- _GIVEN TASK 1_
Return the part of the copper mine housing article starting with "Within the trailer’s" and going on through "relief is coming.".
- _GIVEN TASK 2_
Answer these questions using the copper mine housing article:
(a) How many new residences are going up in Clifton?
(b) Up to how many employees can the new dormitory-style hall in Morenci house?
(c) About how much does Tim Boardman earn per hour at the mine, and in what job?
- _GIVEN TASK 3_
Write what comes next in the article about copper mine housing in Clifton, picking up after its last sentence.

- _GIVEN TEXT_
CLIFTON – As economies boom on the other side of the world, echoes resound in the scrubland around this desert town — and in the makeshift homes of families like Stacie and Tim Boardman and their children.

Copper is what links them.

An insatiable demand for pipes, wiring and other goods in China, Malaysia and elsewhere is driving a scramble by copper suppliers, including the enormous open-pit mine in Morenci, which is hiring so fast that housing hasn’t caught up.

That’s why the Boardmans have been bunking inside a 22-foot travel trailer a few miles down a curving mountain road from the Morenci Copper Mine, the largest open-pit copper mine in the northern hemisphere.

Within the trailer’s 220 square feet, two adults, three boys, two boxer dogs and a Labrador retriever have shared space since late spring.

“This is what people take camping,” Stacie Boardman said, motioning to the trailer. “It’s fine for a single man. They’re at the mine for an eight-hour shift, then they come home to sleep. For a family, it’s not an adequate situation.”

At last, some relief is coming.

Boardman got good news last month when she learned the family will be moving into a house next spring, one of 500 new residences going up in Clifton. Phelps Dodge Corp., which runs the mine, is moving workers out of the cramped trailers.

“It wasn’t the greatest housing solution from the beginning, just one we could implement rapidly,” said mine spokesman Kimball Hansen Jr.

There’s also a new dormitory-style hall in Morenci that just opened, housing up to 400 employees. Most of those residents work seven-day shifts, then rejoin families in distant towns for a week off before returning to the mine.

Others, like the Boardmans, want to live in bona fide family homes.

Tim Boardman came from Phoenix to earn about $18 an hour at the mine as an equipment operator, and the family has lived rent-free in the trailer with utilities paid by Phelps Dodge.

- _DATA PROVIDED_
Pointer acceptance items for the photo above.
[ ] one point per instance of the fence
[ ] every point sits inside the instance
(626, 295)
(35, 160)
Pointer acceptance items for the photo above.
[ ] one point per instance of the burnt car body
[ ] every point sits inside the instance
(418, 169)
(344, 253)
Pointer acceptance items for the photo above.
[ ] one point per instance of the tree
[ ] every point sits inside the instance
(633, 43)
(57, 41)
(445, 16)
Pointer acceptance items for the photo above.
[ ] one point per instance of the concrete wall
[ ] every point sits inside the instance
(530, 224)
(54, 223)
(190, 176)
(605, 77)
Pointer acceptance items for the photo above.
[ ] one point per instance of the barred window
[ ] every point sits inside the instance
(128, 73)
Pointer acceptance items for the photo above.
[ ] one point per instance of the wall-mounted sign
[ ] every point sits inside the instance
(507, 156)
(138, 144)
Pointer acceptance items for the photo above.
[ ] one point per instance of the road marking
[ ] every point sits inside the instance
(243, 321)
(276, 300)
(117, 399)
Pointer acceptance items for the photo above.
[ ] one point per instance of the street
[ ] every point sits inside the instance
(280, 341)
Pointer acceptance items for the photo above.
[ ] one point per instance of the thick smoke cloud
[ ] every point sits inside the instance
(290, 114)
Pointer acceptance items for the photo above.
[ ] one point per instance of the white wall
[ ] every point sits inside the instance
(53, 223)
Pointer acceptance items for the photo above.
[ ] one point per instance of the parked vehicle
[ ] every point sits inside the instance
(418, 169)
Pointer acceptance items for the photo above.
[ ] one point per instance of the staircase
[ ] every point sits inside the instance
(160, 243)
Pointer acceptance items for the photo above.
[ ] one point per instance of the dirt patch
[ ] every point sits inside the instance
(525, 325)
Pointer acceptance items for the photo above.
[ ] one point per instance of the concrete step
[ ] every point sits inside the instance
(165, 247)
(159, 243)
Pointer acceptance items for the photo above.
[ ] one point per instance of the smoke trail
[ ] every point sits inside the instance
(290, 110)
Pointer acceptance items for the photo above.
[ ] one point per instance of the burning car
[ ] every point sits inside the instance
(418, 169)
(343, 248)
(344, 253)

- _RIGHT ANSWER 1_
Within the trailer’s 220 square feet, two adults, three boys, two boxer dogs and a Labrador retriever have shared space since late spring.

“This is what people take camping,” Stacie Boardman said, motioning to the trailer. “It’s fine for a single man. They’re at the mine for an eight-hour shift, then they come home to sleep. For a family, it’s not an adequate situation.”

At last, some relief is coming.

- _RIGHT ANSWER 2_
(a) 500
(b) Up to 400
(c) About $18 an hour, as an equipment operator

- _RIGHT ANSWER 3_
But Stacie Boardman has complained of headaches, and tests showed some trailers had high formaldehyde levels. The company responded by installing air filters in the trailers.

The Boardmans stayed because there are so few alternatives.

Phelps Dodge is expanding the Morenci mine and preparing to open another open-pit mine in nearby Safford, Ariz. Over an 18-month span ending next year, the company will add 1,100 jobs, boosting its total employment at the two operations to 3,700. Both sites still need to fill plenty of jobs, particularly for mechanics and electricians.

The activity in Arizona is linked to dramatic growth in Asia. Two years ago, China passed the United States as the world’s largest copper consumer.

Demand for copper is equally high in Malaysia and India. Asian developers are using copper for new home construction and infrastructure improvements, and overseas businesses are trying to keep pace in an ever-changing global electronics industry.

Consequently, the price of copper has rocketed, jumping from 60 cents a pound in 2001 to around $3.50 currently.

The ravenous demand has encouraged American copper producers to expand existing operations, open new mines or restart those that were idled for years.

In Clifton and surrounding areas, it also pressed Phelps Dodge officials to find creative housing solutions.

The company plans to spend $122 million in the next year to build 495 homes in the Copper Verde Park area of Clifton, where the Boardmans and other residents spent the spring, summer and fall in rows of about four dozen white trailers.

There’s a long waiting list for the new homes — more than 300 workers — and the first phase won’t be finished until spring.

“Our objective is to get a productive work force in place. We want them to be happy,” Hansen said.

The challenges haven’t discouraged jobseekers.

Phelps Dodge has processed more than 1,500 job applications over the past two months. The company opened employment offices in Tempe and Tucson, as well as in El Paso, Texas — 225 miles from Clifton.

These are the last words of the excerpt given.